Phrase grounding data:
═══
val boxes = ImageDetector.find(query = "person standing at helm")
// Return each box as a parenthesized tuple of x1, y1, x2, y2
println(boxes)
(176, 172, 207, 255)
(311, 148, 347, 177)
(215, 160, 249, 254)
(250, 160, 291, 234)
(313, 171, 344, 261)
═══
## WHAT TO PRODUCE
Set down the preceding data verbatim. Every line belongs in the copy.

## ANSWER BOX
val boxes = ImageDetector.find(query = "person standing at helm")
// Return each box as a parenthesized tuple of x1, y1, x2, y2
println(boxes)
(176, 172, 207, 255)
(311, 148, 347, 177)
(215, 160, 249, 254)
(250, 160, 291, 234)
(313, 171, 344, 261)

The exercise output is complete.